## Start DOCUMENT EXCERPT

Space Exploration and Rocketry is an elective course for students at the STEM Academy.

If you drove down Quaker Meeting House Road during the third week of September, you might have seen a small rocket soaring 264 feet into the air. It was not from Camp Edwards- Otis Air Force Base, it was the creation of the 7th & 8th grade STEM students in Ms. Cloutier’s Space Exploration class.

The sunny and hot day greeted us as we moved from our classroom to the grassy  soccer field on campus.  Here, the STEM Academy students tested the first Green Rocket and Gliders.

Each flying machine proved  in its own design, the Bernoulli Principle. Lift., thrust, force, gravity, and the effects of friction and drag were observed. Swiss physicist Daniel Bernoulli discovered and measured the physics of flight, now called the Bernoulli Principle.

Lift is the reaction that allows  planes and rockets to move through the air and how birds’ wings allow them to fly. As a plane moves forward the approaching air splits up and under the wing. The air pressure must move faster over the top of the wing and slower under the wing during the same amount of time. The pressure is lower above the wing and higher below the wing, and this is how the plane is lifted up ! The different pressures cause the phenomenon called the Bernoulli Principle.

In the Third Law of Motion, Isaac Newton stated in the Third Law of Motion that “For every action, there is an equal and opposite reaction”. Wing designs vary, and the reaction of air coming at the wing (tilt & shape) may have an opposite reaction to the deflected air. Air bouncing off the bottom of a wing (the action of wind) will push the wing upward (the reaction) producing the lift needed to move the plane forward and up !

Not too windy; it was perfect environment to observe and understand rockets and planes through Project Based Learning.

The STEM Academy Television Production Class taught by Mr. Childress made their first video of the year at the Rocket Launch! Watch it here.

The Green Rockets were made entirely of recycled materials – old shiny paper magazines, two 2 liter soda bottles, and tape. Our construction tools were scissors, rulers and patterns.

How did they work?

  • For POWER: We used recycled soda bottles for the fuel of captured gases in the empty bottle. The air gases inside the bottle created THRUST. That released the force of GRAVITY on the rocket. *The gases would provide air pressure for the displacement of gases as they were forced into a narrow plastic tube and cylinder.
  • For STABILITY of the launch pad: We used a two liter soda bottle, half filled with water. It was held secure on the launch pad (large one inch block of wood) by being placed in a plastic flower pot that had been screwed down into the block of wood.

## End DOCUMENT EXCERPT

_PROBLEM_
Can you return, word for word, the part of the rocket launch article from "The Green Rockets" to "rulers and patterns."?

## Start DATASET EXCERPTS

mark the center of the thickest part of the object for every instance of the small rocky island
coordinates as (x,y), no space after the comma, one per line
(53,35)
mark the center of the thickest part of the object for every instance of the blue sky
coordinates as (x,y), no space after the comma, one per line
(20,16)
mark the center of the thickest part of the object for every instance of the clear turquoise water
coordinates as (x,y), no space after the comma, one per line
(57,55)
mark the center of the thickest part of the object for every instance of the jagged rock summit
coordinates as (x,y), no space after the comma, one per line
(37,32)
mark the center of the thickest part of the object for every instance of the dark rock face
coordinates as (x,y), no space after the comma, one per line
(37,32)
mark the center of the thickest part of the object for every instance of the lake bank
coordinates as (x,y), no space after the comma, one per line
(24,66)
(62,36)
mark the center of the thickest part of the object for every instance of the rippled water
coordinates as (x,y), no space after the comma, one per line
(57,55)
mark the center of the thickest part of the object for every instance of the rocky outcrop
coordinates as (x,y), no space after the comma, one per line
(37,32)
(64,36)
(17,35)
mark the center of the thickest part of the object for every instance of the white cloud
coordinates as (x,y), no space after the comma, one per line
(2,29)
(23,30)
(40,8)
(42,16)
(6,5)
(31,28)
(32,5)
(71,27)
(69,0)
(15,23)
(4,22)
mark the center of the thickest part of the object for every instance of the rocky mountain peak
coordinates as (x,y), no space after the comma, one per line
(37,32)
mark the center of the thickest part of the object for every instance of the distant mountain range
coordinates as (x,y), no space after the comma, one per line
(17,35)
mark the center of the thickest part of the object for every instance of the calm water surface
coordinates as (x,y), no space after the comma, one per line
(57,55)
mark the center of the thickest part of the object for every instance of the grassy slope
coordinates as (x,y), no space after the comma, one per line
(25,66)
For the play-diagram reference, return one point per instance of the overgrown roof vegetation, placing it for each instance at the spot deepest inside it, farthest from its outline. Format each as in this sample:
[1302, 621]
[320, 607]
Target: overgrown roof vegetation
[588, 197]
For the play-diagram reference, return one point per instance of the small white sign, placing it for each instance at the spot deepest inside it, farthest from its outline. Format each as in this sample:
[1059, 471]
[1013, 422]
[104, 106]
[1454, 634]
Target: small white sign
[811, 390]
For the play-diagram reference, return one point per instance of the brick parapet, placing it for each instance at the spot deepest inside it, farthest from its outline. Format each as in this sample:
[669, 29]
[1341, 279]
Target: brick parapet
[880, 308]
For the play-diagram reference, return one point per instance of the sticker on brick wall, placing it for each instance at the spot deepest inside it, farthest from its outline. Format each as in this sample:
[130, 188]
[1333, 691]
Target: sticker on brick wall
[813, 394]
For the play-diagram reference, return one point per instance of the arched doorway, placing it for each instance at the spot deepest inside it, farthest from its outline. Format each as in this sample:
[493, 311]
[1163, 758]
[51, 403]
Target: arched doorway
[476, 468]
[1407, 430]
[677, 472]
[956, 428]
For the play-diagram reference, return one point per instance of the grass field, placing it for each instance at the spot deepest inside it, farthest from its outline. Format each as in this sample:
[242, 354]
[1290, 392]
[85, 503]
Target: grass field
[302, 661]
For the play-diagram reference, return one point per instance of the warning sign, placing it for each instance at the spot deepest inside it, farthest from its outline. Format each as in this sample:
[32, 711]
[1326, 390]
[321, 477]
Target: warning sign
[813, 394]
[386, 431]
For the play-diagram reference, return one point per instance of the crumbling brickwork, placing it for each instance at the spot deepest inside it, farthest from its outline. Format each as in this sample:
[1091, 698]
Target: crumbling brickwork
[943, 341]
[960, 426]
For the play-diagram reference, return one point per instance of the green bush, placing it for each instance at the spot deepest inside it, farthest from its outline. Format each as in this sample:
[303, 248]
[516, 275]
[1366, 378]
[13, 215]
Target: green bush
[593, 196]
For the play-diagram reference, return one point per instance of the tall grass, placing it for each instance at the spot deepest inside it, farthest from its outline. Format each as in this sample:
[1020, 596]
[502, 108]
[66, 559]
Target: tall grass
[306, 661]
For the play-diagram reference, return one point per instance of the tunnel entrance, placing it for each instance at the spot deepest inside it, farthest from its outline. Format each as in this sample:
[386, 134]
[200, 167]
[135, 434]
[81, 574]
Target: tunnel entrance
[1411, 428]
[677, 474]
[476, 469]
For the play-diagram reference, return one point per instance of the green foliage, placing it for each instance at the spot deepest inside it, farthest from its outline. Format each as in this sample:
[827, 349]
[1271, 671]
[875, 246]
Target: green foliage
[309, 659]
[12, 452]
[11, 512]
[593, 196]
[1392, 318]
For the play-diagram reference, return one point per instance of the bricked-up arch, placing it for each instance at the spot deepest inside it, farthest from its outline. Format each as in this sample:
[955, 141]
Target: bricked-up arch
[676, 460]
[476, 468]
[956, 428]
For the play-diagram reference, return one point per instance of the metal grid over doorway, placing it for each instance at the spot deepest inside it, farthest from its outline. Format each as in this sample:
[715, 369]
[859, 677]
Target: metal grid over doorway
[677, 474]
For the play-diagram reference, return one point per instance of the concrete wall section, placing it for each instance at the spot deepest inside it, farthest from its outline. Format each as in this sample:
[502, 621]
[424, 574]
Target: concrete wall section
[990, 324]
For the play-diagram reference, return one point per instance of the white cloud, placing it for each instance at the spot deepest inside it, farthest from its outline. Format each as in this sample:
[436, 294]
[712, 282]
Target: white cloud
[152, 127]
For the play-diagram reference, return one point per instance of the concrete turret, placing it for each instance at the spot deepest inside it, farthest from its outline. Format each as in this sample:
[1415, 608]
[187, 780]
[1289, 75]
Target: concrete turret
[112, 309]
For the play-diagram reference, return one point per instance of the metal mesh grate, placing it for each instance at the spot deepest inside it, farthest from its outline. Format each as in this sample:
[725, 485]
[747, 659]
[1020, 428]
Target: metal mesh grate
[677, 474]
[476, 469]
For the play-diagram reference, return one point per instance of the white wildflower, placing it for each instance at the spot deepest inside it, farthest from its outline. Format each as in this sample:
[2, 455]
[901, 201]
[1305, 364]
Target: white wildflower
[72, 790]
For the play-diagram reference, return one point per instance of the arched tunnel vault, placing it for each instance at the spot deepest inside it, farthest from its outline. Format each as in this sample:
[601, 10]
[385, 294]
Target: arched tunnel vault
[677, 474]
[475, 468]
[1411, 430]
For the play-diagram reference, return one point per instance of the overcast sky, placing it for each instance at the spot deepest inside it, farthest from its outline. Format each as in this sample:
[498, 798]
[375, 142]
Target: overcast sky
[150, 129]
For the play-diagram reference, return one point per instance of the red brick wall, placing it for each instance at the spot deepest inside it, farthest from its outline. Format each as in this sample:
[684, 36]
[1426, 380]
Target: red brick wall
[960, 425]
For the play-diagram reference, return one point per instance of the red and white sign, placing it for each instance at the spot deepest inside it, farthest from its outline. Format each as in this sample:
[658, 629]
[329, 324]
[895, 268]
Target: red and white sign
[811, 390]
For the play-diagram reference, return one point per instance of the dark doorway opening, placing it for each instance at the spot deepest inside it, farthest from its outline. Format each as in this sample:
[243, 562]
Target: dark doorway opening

## End DATASET EXCERPTS

_EXERCISE RESPONSE_
The Green Rockets were made entirely of recycled materials – old shiny paper magazines, two 2 liter soda bottles, and tape. Our construction tools were scissors, rulers and patterns.